_Problem description_. Rewrite every line of the records below as a JSON list of strings, one string per line, leaving out any blank lines.

>> Begin Data excerpts

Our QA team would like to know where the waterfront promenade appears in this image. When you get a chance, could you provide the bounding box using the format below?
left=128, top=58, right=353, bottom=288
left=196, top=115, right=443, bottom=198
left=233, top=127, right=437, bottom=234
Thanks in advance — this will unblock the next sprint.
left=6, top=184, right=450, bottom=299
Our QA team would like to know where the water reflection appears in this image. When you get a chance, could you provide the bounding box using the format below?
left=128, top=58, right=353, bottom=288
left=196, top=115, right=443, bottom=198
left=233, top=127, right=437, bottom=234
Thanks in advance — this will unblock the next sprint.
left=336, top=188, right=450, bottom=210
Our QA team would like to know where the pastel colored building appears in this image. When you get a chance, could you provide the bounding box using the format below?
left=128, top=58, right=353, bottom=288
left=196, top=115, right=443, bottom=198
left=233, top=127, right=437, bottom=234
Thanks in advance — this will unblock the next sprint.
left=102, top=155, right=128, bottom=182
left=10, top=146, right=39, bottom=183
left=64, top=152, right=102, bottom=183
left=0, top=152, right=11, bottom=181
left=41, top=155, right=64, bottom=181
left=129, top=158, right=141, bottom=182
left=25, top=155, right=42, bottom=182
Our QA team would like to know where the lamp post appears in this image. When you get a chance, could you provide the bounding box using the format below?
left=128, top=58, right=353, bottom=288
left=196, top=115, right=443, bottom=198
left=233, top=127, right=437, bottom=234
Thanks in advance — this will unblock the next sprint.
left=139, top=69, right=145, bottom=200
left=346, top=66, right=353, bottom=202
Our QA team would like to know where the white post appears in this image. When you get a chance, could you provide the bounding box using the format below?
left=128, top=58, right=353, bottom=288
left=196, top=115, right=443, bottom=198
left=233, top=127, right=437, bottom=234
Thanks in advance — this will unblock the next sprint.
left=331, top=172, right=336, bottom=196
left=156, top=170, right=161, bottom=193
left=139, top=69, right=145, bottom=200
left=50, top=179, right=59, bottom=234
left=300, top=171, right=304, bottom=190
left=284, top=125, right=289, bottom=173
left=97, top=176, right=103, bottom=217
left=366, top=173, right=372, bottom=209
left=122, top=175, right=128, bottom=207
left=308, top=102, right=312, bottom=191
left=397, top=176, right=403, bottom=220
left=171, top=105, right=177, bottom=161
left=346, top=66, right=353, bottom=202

>> End Data excerpts

_Result of the exercise_.
[
  "Our QA team would like to know where the waterfront promenade appears in this image. When you get a chance, could you provide the bounding box using the format below?",
  "left=128, top=58, right=353, bottom=288",
  "left=196, top=115, right=443, bottom=198",
  "left=233, top=127, right=437, bottom=234",
  "Thanks in advance — this will unblock the next sprint.",
  "left=6, top=184, right=450, bottom=299",
  "Our QA team would like to know where the water reflection appears in this image. When you get a chance, could you provide the bounding box using the format below?",
  "left=128, top=58, right=353, bottom=288",
  "left=196, top=115, right=443, bottom=198",
  "left=233, top=127, right=437, bottom=234",
  "Thanks in advance — this will unblock the next sprint.",
  "left=336, top=188, right=450, bottom=210",
  "Our QA team would like to know where the pastel colored building appears in this image. When you get a chance, could you provide the bounding box using the format below?",
  "left=128, top=58, right=353, bottom=288",
  "left=196, top=115, right=443, bottom=198",
  "left=233, top=127, right=437, bottom=234",
  "Thanks in advance — this will unblock the next sprint.",
  "left=102, top=155, right=128, bottom=182",
  "left=10, top=146, right=39, bottom=183",
  "left=64, top=152, right=102, bottom=183",
  "left=0, top=152, right=11, bottom=181",
  "left=41, top=155, right=64, bottom=181",
  "left=129, top=158, right=141, bottom=182",
  "left=25, top=155, right=42, bottom=182",
  "Our QA team would like to know where the lamp post appears in this image. When you get a chance, could you provide the bounding box using the format below?",
  "left=128, top=58, right=353, bottom=288",
  "left=196, top=115, right=443, bottom=198",
  "left=233, top=127, right=437, bottom=234",
  "Thanks in advance — this will unblock the next sprint.",
  "left=139, top=69, right=145, bottom=200",
  "left=346, top=66, right=353, bottom=202",
  "Our QA team would like to know where the white post appears in this image. When you get a chance, could you provide the bounding box using the format below?",
  "left=128, top=58, right=353, bottom=288",
  "left=196, top=115, right=443, bottom=198",
  "left=233, top=127, right=437, bottom=234",
  "Thanks in advance — this will unblock the next sprint.",
  "left=331, top=172, right=336, bottom=196",
  "left=156, top=170, right=161, bottom=193",
  "left=139, top=69, right=145, bottom=200",
  "left=50, top=179, right=59, bottom=234",
  "left=300, top=171, right=304, bottom=190",
  "left=284, top=125, right=289, bottom=173",
  "left=97, top=176, right=103, bottom=217",
  "left=366, top=173, right=372, bottom=209",
  "left=122, top=175, right=128, bottom=207",
  "left=308, top=102, right=312, bottom=191",
  "left=397, top=176, right=403, bottom=220",
  "left=171, top=105, right=177, bottom=161",
  "left=346, top=66, right=353, bottom=202"
]